(Document excerpt):
Due: October 1, 2021 by 14:00 ET
R
Markdown file for Lab 1 Click link to download. Fill it in
with your answers to the following lab tasks. When you’re ready to
submit, name it as Lab1_FirstinitialYourlastname.Rmd
, and
submit it using the Sakai dropbox.
Lab_1_kenya.rds - data file available on Sakai
Competency | Points |
---|---|
.Rmd file runs without error | 10 |
Task 3 (Histograms) | 15 (5 each) |
Task 4 (Boxplots) | 15 (5 each) |
Task 5 (Table 1) | 10 |
Task 6 (Data Dictionary - original variables) | 20 |
Task 6 (Data Dictionary - new variables) | 10 |
Task 7 (short answer) | 20 |
Total | 100 |
In the chunk of code named load packages
, use the
function library()
to load packages {skimr} and
{tidyverse}.
In the following chunk, named load data
, use the
function readRDS()
to load in the dataset named
Lab_1_kenya.rds
. Use the assignment operator,
<-
to give it the name kenya
.
Reminder: To run a line of code from within
a code chunk in R Markdown, use the keyboard shortcut
ctrl + enter
(Windows) / cmd + enter
(Mac)

(Entries from a pointing dataset):
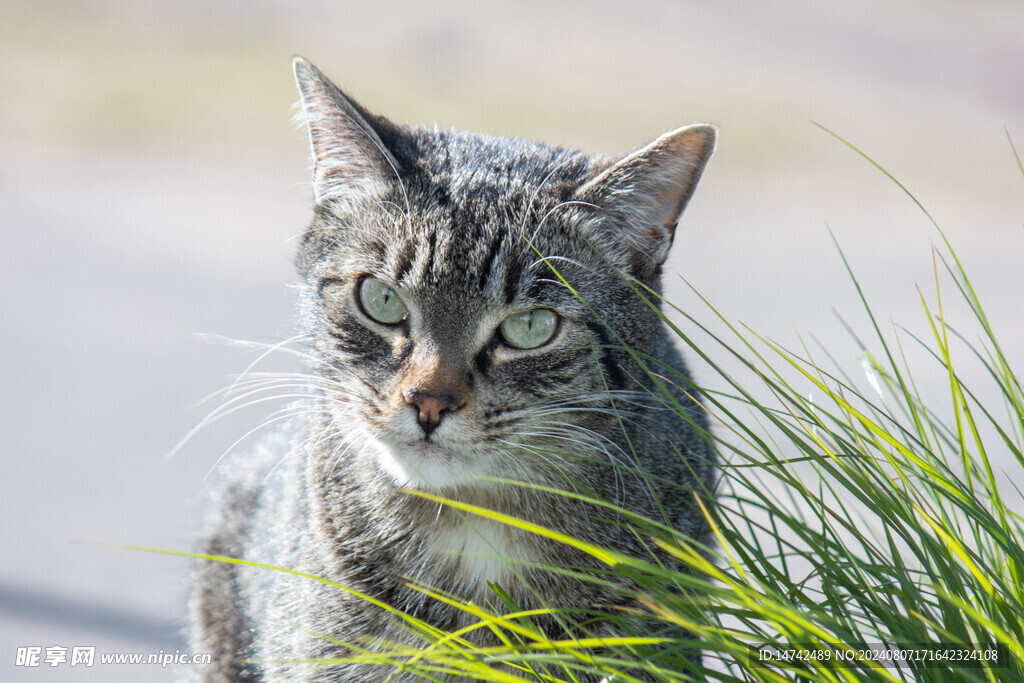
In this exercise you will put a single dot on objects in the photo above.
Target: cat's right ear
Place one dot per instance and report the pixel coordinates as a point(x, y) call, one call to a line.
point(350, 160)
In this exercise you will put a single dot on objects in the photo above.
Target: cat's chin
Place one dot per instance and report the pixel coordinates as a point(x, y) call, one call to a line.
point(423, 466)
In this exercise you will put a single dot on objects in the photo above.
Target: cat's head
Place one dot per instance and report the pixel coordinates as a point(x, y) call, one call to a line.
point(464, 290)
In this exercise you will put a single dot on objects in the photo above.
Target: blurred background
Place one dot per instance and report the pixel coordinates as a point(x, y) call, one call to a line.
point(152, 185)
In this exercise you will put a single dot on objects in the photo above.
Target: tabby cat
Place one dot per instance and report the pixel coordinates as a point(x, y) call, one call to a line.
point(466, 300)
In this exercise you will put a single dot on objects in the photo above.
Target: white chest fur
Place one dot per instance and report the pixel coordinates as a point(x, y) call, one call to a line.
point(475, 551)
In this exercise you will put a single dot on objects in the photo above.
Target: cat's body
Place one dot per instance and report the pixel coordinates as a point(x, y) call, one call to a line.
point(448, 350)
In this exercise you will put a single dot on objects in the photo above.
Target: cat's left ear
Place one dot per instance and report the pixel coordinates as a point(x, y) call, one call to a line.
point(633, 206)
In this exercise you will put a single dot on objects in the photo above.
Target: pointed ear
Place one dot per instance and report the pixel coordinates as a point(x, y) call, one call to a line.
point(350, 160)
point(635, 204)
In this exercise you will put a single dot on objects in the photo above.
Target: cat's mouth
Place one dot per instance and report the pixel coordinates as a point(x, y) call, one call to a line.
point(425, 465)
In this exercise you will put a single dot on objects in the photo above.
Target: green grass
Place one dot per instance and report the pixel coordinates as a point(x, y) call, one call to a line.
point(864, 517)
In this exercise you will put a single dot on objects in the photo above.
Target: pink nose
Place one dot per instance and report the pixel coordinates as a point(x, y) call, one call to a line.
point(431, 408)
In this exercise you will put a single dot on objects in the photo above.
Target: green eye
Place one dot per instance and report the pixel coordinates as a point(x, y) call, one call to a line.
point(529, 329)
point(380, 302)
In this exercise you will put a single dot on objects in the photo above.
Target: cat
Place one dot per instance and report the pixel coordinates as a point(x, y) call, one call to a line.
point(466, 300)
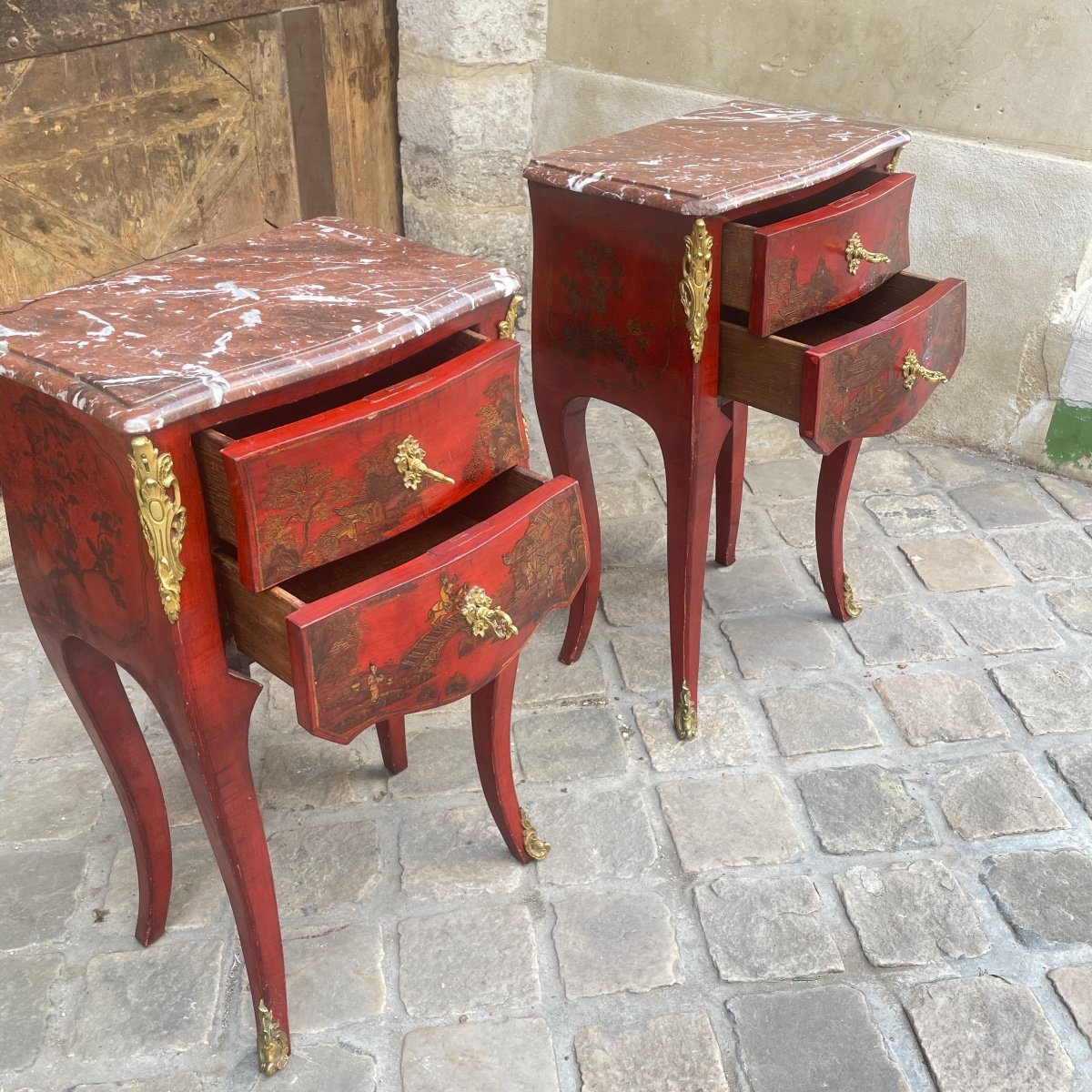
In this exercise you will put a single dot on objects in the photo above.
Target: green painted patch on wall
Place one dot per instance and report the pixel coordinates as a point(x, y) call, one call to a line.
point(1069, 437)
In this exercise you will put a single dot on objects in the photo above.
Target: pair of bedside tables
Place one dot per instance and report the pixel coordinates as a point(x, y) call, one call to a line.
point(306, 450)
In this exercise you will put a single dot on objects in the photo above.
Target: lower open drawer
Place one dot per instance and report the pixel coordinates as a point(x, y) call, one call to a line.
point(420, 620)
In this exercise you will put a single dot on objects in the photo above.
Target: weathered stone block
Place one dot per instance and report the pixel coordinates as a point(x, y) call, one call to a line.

(The problem): According to the lab instructions, which function should be used to load the Lab_1_kenya.rds dataset? These records were taken from a different source than the lab instructions.

(Written answer): readRDS()